Stored data entries

** START **

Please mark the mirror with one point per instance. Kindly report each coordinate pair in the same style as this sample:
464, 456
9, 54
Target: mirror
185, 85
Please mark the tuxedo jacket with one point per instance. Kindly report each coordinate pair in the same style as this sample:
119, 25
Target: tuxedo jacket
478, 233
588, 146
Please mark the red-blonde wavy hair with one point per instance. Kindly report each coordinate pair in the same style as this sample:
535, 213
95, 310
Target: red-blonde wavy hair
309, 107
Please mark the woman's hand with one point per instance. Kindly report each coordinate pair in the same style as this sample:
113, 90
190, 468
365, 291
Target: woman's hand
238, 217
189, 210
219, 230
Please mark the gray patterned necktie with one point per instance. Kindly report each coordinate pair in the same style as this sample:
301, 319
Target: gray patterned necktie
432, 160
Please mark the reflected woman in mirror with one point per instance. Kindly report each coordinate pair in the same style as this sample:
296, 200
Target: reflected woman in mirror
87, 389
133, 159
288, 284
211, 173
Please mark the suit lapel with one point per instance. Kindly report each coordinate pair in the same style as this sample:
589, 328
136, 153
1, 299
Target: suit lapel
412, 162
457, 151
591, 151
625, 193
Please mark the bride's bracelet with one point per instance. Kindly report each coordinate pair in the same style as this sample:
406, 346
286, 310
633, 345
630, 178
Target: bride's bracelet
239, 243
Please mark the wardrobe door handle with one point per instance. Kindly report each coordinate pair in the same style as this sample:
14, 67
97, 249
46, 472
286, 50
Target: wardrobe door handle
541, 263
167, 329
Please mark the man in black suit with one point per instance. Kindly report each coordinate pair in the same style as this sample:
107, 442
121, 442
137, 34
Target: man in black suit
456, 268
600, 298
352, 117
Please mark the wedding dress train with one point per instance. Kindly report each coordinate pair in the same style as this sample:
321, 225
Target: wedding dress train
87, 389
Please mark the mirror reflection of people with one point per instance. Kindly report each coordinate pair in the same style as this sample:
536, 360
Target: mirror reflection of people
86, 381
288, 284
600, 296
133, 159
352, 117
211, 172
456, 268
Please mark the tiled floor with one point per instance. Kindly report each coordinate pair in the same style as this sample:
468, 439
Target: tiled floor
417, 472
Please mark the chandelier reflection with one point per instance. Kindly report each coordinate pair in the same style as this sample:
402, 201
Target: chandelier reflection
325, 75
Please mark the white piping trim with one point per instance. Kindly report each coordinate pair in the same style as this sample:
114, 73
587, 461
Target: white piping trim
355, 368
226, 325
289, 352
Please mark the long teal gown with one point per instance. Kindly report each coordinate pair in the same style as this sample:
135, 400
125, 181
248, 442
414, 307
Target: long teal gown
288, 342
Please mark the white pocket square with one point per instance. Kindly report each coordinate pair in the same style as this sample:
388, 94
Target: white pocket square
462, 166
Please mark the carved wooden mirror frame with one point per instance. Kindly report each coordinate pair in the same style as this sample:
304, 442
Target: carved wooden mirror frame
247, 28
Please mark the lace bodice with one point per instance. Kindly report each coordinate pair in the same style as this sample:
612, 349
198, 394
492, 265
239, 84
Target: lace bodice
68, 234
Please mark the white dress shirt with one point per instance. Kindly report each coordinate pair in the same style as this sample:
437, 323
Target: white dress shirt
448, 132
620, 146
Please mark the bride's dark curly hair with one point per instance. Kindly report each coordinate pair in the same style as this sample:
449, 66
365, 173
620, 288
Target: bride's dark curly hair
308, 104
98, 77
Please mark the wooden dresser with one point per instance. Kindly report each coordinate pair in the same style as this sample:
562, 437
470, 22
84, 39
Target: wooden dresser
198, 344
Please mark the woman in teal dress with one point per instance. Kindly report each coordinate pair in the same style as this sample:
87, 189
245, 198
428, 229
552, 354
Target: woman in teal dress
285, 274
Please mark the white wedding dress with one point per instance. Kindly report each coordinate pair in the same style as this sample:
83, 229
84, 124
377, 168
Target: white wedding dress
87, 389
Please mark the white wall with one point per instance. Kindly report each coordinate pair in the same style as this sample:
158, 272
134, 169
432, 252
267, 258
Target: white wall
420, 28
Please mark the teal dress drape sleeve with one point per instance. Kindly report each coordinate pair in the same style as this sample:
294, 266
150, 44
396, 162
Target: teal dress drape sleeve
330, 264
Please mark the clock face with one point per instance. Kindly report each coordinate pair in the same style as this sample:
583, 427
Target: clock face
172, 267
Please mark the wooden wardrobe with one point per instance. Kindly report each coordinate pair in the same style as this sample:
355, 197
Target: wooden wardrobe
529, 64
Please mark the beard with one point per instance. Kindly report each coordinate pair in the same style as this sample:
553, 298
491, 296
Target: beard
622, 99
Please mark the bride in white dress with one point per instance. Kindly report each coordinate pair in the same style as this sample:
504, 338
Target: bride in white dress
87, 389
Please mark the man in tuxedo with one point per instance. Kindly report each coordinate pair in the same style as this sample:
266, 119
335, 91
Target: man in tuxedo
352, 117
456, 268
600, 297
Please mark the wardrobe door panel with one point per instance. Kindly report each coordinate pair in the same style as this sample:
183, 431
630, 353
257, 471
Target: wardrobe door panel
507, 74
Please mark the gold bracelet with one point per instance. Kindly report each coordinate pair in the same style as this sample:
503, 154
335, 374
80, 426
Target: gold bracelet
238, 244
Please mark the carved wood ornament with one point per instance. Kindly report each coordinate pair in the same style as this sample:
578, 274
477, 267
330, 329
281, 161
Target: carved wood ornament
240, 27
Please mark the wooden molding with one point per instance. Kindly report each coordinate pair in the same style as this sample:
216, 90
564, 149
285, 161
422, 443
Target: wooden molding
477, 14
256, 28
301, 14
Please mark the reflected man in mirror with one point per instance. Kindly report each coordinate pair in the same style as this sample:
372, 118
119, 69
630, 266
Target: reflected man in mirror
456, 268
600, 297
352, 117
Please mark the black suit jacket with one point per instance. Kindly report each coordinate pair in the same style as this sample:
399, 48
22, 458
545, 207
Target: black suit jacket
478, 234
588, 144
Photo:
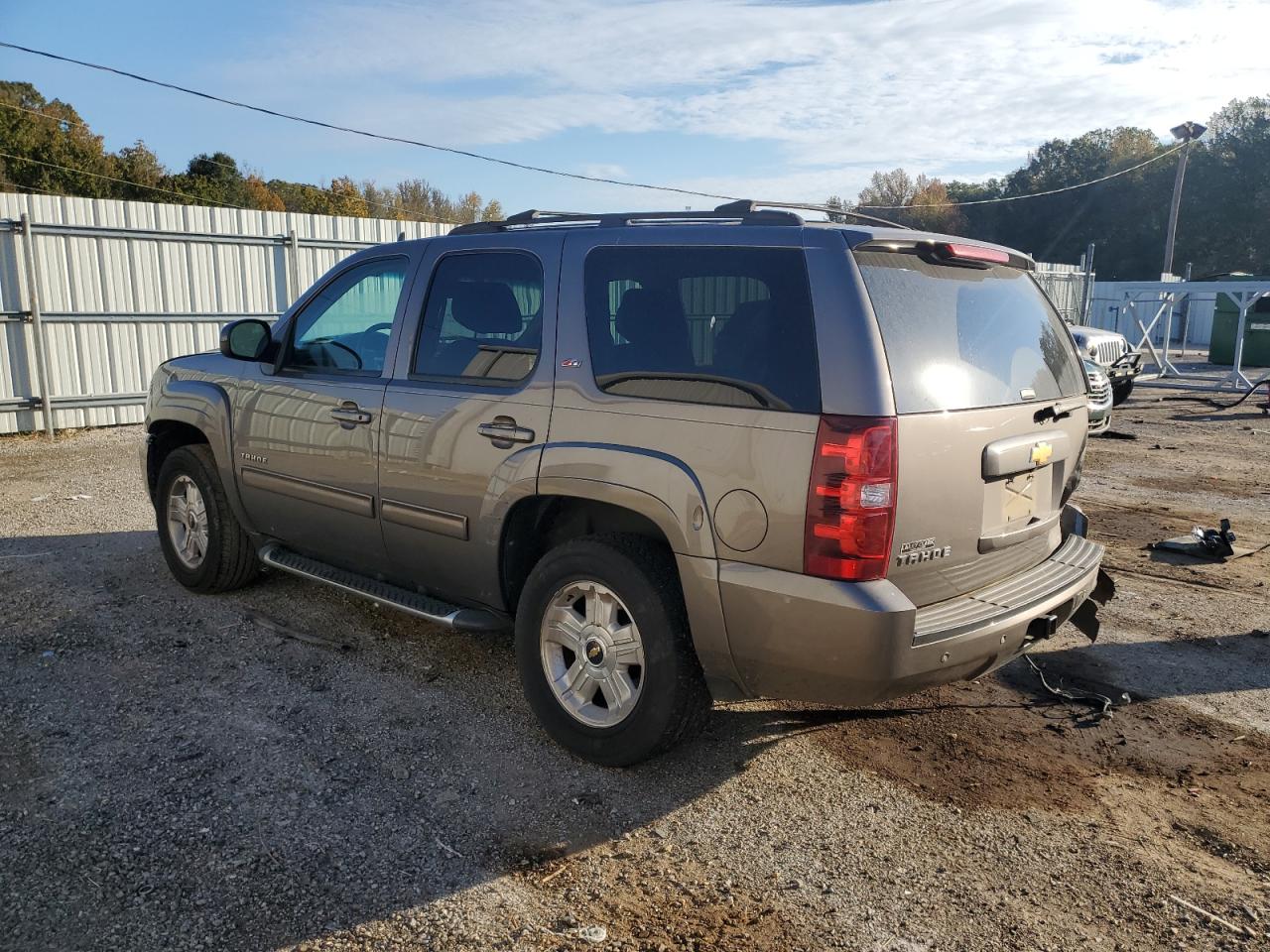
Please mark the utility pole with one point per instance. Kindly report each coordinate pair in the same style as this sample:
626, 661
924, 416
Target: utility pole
1188, 132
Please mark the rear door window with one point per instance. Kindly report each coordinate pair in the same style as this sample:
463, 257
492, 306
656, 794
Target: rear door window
483, 320
960, 338
708, 325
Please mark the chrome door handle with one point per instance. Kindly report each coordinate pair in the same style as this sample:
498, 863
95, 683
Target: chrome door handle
504, 429
349, 413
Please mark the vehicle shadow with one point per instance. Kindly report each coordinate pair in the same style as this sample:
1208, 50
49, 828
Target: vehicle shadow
282, 763
1160, 667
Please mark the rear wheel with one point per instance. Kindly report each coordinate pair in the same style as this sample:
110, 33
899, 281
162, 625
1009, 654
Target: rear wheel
603, 651
202, 542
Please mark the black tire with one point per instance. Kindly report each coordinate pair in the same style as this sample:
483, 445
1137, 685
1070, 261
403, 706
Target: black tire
674, 701
1120, 391
229, 561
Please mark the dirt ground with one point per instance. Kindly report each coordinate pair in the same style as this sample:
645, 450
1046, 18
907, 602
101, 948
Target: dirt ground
291, 769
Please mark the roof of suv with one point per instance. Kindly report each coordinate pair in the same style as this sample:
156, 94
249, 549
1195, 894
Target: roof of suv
743, 211
739, 212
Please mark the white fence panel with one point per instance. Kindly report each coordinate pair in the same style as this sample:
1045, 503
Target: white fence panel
123, 286
1107, 311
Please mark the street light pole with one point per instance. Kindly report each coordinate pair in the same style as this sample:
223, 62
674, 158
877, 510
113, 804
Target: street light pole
1188, 132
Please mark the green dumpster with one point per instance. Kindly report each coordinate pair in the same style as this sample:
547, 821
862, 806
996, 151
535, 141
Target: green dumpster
1225, 325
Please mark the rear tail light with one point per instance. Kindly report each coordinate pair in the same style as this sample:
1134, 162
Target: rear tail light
971, 253
851, 499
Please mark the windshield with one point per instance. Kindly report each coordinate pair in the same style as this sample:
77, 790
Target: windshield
961, 338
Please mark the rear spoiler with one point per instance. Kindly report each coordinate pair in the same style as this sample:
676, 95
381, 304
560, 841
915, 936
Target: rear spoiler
961, 254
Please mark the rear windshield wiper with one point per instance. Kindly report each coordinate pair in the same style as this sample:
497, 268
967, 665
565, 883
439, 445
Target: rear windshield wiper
766, 398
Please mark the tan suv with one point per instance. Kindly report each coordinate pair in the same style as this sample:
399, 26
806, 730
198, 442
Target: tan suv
681, 454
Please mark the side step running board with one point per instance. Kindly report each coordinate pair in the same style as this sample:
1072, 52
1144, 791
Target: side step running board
426, 607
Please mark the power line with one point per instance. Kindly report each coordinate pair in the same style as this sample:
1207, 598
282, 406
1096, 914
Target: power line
123, 181
522, 166
229, 166
359, 132
1034, 194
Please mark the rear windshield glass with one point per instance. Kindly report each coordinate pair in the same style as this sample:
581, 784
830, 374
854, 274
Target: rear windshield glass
961, 338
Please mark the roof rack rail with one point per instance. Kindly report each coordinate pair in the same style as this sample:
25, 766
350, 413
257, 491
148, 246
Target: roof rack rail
742, 211
810, 207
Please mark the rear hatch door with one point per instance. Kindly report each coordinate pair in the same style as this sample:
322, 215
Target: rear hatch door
992, 413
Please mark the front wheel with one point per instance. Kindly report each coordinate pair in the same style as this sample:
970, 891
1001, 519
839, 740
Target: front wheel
603, 651
203, 544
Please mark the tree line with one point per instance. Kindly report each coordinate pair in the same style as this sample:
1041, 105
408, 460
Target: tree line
1223, 223
64, 157
1223, 226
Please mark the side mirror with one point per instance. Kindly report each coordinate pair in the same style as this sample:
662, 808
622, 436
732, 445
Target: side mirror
248, 339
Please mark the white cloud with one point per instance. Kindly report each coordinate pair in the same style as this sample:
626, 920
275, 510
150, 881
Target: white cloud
838, 87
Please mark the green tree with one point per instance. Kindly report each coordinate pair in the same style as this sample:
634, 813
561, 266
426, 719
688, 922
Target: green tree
136, 164
345, 198
919, 202
493, 211
60, 141
213, 179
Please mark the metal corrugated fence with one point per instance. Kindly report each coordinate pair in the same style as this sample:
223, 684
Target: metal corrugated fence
122, 286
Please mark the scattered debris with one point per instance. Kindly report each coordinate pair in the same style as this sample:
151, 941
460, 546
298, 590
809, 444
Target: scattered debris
451, 851
1215, 544
1083, 697
552, 875
1209, 916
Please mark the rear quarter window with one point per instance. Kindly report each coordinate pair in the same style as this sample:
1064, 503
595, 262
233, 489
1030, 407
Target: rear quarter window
729, 326
961, 338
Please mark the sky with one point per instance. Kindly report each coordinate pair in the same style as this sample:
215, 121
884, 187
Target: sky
760, 99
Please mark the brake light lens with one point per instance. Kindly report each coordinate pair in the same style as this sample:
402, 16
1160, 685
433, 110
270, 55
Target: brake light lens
973, 253
851, 499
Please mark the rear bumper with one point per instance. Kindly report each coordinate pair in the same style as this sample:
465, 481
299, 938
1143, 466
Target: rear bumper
801, 638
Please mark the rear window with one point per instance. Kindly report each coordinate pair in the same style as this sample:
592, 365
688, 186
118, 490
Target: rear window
705, 325
962, 338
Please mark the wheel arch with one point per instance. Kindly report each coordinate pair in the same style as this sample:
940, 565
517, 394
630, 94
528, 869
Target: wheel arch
187, 412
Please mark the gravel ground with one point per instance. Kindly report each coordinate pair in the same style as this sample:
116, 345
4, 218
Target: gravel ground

** END **

== Given request ==
Could you turn the data, from the line with "Please mark the rear quarter" up to and including its final line, into a JSON list of strings with one string per line and blank lines left out?

== Final answer ==
[
  "Please mark the rear quarter window with one point per instance. Kindly report each coordinate pair in the same style as this sample:",
  "1064, 503",
  "595, 262",
  "233, 489",
  "1030, 407",
  "Target: rear quarter window",
  "729, 326",
  "961, 338",
  "Please mark the sky with one point per instance. Kindly report each coordinate pair in the same style as this sample:",
  "215, 121",
  "884, 187",
  "Target: sky",
  "760, 99",
  "Please mark the brake light lens with one point per instance. Kindly report each coordinate pair in the same style as this sample:",
  "402, 16",
  "1160, 685",
  "433, 110",
  "270, 55",
  "Target: brake light lens",
  "973, 253",
  "851, 499",
  "Please mark the rear bumper with one point per instance. Kindly report each coordinate pair in the same style as this sample:",
  "465, 481",
  "299, 938",
  "1143, 466",
  "Target: rear bumper",
  "801, 638",
  "Please mark the rear window with one point per instance. Kindly report each coordinate pair in the same style as this sample:",
  "592, 365",
  "688, 186",
  "118, 490",
  "Target: rear window",
  "705, 325",
  "962, 338",
  "Please mark the wheel arch with one point per instance. Kindly report each coordinate pair in the same style as this sample:",
  "940, 565",
  "517, 394",
  "630, 94",
  "528, 869",
  "Target: wheel arch",
  "187, 412",
  "Please mark the gravel ground with one point per instance. Kindly report each coordinate pair in the same style as this sample:",
  "116, 345",
  "4, 218",
  "Target: gravel ground"
]